++++ Source data

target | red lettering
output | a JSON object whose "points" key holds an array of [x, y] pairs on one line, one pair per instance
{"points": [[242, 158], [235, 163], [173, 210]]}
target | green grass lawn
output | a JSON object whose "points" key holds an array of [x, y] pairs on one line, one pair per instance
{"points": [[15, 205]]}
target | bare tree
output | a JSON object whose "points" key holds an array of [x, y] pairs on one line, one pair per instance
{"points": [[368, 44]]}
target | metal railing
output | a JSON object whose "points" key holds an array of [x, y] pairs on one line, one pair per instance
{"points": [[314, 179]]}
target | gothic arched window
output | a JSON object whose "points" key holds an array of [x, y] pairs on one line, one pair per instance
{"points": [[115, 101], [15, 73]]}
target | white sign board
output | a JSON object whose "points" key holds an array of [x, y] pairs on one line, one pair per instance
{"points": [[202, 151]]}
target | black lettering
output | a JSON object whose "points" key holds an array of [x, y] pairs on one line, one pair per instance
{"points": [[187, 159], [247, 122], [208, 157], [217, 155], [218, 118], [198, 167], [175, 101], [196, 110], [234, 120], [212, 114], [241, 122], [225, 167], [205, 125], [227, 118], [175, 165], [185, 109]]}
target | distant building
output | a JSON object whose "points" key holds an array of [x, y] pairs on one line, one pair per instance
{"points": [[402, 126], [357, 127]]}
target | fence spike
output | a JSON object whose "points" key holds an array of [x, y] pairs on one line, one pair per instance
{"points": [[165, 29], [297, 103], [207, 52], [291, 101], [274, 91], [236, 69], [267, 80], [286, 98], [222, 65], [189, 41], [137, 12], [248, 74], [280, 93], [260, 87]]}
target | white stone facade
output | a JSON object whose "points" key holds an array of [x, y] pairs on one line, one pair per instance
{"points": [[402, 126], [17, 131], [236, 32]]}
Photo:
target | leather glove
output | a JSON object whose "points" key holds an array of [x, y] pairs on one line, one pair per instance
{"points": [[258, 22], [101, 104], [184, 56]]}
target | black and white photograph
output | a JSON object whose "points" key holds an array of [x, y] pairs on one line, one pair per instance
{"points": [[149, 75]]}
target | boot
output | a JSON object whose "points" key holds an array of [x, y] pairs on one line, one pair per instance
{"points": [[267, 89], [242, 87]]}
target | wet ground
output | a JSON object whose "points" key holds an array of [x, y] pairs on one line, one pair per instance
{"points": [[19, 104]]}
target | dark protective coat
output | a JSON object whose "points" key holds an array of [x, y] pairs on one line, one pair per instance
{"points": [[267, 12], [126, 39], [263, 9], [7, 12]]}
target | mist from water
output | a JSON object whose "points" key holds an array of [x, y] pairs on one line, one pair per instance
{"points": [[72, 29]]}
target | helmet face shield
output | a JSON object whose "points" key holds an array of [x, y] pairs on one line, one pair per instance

++++++++

**What the exercise asks**
Give the listing once more, unchanged in every line.

**Answer to the exercise**
target | red lettering
output | a JSON object whose "points" key holds an array of [x, y] pairs on one line, one pair per instance
{"points": [[242, 158], [235, 163], [173, 210]]}
target | green grass lawn
output | a JSON object whose "points" key holds an array of [x, y] pairs on one line, one pair per instance
{"points": [[15, 205]]}
target | bare tree
output | a JSON object whose "points" key holds an array of [x, y] pairs on one line, one pair per instance
{"points": [[368, 44]]}
target | metal railing
output | a JSON object whose "points" key holds an array of [x, y] pairs on one line, one pair per instance
{"points": [[314, 179]]}
target | gothic arched window
output | a JSON object whose "points" key holds an array of [x, y] pairs on one line, one pair per instance
{"points": [[115, 101], [15, 73]]}
target | white sign board
output | a JSON object whose "points" key holds an array of [x, y] pairs on one line, one pair per instance
{"points": [[202, 151]]}
target | black lettering
output | a JSON object whose "points" key holds an array of [x, y] pairs on one line, one pair per instance
{"points": [[187, 159], [247, 122], [208, 157], [217, 155], [218, 118], [198, 167], [175, 101], [196, 110], [234, 120], [212, 114], [241, 122], [225, 167], [205, 125], [227, 118], [175, 165], [185, 109]]}
target | distant building
output | a JSON object whose "points" key holds an array of [x, y] pairs on one line, one pair per instance
{"points": [[402, 126], [357, 127]]}
target | fence spike
output | a JSON object whose "points" key holds an array of [x, y] pairs on one line, one pair per instance
{"points": [[165, 29], [297, 103], [207, 52], [291, 101], [274, 91], [236, 69], [267, 80], [286, 98], [222, 65], [189, 41], [137, 12], [248, 74], [280, 93], [260, 87]]}
target | white stone facade
output | a JSON object whose "points" key holds an array of [x, y] pairs on one line, one pair per instance
{"points": [[402, 126], [17, 131], [236, 32]]}
Photo:
target | leather glove
output | a JSON object whose "points" key holds an array of [x, y] pairs on one line, one pair per instance
{"points": [[258, 22], [101, 104], [184, 56]]}
target | black and white photograph
output | a JSON object whose "points" key holds an array of [x, y] pairs on one line, one pair per instance
{"points": [[149, 75]]}
target | boot
output | a JSON object whose "points" key holds an array of [x, y] pairs on one line, one pair per instance
{"points": [[267, 89], [242, 87]]}
target | wet ground
output | a JSON object whose "points" key holds an array of [x, y] pairs on one line, one pair per instance
{"points": [[19, 104]]}
target | dark protective coat
output | a JSON object whose "points" key holds an array of [x, y] pairs on one line, one pair per instance
{"points": [[267, 12], [126, 39], [263, 9], [7, 12]]}
target | mist from water
output | a JSON object whose "points" key holds an array of [x, y] pairs on one line, one pair per instance
{"points": [[72, 29]]}
target | helmet face shield
output | a JSON object whose "points" key holds an array of [x, y] pairs on one line, one pair per instance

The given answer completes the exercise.